§ **TASK DETAILS**
Write out the data below word for word, starting at the line containing "Coach wants every child in blue" and ending at the last line of the data.

§ **DATASET ENTRIES**
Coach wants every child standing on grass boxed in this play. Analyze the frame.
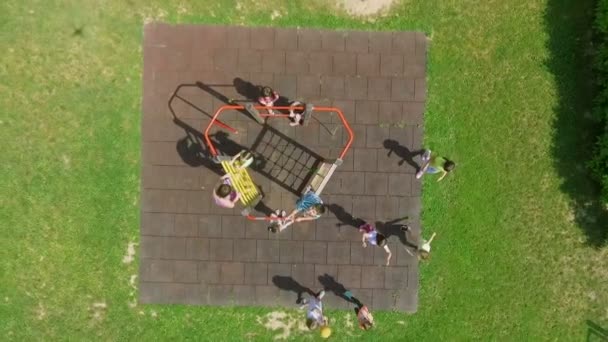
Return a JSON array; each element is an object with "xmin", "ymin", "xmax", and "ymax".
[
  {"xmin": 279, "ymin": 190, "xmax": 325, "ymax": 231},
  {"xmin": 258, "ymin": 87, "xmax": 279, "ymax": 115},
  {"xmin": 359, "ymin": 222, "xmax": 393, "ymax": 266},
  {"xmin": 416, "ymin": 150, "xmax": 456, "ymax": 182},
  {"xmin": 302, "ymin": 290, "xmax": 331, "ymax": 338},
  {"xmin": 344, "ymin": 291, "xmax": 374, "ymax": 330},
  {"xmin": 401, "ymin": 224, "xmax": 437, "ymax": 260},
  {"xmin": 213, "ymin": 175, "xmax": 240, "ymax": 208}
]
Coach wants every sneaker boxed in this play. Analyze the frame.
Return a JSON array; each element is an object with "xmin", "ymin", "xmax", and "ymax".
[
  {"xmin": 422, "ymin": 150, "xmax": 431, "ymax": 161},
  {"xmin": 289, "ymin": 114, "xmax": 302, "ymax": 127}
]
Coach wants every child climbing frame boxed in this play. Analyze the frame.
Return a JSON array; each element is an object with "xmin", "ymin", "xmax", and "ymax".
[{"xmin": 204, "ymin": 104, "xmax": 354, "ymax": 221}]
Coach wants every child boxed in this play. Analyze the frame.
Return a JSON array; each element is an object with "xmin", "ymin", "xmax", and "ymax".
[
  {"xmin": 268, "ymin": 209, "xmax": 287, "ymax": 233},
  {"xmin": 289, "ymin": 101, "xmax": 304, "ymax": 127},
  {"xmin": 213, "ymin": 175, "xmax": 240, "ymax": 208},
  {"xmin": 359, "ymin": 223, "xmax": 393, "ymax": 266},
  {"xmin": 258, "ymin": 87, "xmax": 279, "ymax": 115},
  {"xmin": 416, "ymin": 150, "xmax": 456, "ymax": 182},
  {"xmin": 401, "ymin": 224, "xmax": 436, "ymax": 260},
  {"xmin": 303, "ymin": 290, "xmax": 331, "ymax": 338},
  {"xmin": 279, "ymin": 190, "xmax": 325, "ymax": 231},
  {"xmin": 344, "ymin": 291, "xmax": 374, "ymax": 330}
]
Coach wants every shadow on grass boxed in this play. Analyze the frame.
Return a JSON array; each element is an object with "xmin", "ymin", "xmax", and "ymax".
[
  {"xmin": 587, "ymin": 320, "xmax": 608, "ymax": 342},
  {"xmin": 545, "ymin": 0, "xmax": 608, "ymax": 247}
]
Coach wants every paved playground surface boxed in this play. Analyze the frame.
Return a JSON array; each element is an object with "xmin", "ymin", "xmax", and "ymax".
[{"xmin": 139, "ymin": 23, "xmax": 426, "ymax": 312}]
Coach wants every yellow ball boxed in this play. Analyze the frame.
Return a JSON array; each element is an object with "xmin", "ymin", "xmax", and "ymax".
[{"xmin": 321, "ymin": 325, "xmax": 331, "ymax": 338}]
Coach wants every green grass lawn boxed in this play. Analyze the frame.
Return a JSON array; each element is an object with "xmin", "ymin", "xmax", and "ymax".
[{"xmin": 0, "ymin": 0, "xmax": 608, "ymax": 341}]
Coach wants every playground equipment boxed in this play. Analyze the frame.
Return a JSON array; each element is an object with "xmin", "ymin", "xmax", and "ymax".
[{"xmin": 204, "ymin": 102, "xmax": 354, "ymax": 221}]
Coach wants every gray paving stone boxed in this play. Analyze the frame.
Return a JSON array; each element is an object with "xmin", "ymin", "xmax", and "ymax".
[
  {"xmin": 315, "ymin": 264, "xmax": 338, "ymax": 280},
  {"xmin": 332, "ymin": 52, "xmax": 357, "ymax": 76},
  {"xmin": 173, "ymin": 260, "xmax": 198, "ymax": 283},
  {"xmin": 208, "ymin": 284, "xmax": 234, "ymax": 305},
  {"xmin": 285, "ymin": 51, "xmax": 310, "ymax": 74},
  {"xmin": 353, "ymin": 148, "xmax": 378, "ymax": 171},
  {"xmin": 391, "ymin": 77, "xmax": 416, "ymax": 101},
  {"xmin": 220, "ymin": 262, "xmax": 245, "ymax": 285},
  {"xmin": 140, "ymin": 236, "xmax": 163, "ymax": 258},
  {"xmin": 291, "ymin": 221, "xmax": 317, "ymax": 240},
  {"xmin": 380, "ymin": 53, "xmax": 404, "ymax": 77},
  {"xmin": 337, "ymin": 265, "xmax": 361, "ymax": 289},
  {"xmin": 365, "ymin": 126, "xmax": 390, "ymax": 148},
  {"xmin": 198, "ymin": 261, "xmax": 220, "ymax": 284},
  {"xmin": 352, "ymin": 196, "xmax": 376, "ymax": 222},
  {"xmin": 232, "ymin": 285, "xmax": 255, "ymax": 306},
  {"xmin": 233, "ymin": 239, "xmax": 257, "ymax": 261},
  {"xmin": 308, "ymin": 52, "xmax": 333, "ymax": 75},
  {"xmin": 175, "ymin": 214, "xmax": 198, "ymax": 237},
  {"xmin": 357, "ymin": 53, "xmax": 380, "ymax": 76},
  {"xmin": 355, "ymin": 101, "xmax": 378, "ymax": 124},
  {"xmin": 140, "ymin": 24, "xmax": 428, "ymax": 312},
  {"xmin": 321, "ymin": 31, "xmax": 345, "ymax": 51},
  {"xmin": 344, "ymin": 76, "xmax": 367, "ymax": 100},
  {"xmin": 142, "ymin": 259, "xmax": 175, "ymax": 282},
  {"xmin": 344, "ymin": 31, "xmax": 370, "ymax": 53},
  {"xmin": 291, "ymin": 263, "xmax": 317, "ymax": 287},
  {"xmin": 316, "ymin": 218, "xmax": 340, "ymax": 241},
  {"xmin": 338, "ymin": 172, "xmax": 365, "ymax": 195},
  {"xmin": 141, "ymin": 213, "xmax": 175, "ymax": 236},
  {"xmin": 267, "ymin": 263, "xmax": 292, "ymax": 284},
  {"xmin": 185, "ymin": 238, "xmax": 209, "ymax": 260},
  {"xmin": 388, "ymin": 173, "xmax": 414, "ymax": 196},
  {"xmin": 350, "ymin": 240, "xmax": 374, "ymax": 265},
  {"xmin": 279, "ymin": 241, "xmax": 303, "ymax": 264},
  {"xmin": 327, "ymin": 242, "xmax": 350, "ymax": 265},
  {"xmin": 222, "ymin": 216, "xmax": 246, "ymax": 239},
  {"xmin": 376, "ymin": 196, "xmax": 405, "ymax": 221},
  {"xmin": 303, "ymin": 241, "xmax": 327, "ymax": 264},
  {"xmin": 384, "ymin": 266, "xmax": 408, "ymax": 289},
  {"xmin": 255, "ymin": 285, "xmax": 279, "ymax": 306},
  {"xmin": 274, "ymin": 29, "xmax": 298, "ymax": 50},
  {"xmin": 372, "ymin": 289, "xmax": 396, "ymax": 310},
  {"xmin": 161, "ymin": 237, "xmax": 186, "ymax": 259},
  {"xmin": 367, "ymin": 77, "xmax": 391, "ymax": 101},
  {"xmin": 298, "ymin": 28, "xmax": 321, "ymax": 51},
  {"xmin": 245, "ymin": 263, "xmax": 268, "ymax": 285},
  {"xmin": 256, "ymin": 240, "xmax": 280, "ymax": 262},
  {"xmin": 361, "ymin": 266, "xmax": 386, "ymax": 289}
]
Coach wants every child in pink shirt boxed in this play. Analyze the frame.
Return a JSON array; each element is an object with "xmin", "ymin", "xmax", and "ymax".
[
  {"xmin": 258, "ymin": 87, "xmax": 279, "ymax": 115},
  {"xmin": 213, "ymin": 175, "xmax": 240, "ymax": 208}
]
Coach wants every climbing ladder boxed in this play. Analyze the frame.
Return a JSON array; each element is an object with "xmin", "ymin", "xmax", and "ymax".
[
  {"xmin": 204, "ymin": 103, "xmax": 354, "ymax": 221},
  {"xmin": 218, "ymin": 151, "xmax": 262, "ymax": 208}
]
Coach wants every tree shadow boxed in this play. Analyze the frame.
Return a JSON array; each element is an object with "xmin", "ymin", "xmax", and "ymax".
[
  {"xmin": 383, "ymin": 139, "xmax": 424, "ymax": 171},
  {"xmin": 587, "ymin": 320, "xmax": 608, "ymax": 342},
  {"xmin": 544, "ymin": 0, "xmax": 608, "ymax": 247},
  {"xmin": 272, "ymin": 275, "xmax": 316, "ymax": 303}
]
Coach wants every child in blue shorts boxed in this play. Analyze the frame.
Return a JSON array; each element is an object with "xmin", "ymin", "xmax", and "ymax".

§ **RESULT**
Coach wants every child in blue shorts boxed in this play. Analyze the frame.
Return a JSON array; each element is an object with "xmin", "ymin", "xmax", and "ymax".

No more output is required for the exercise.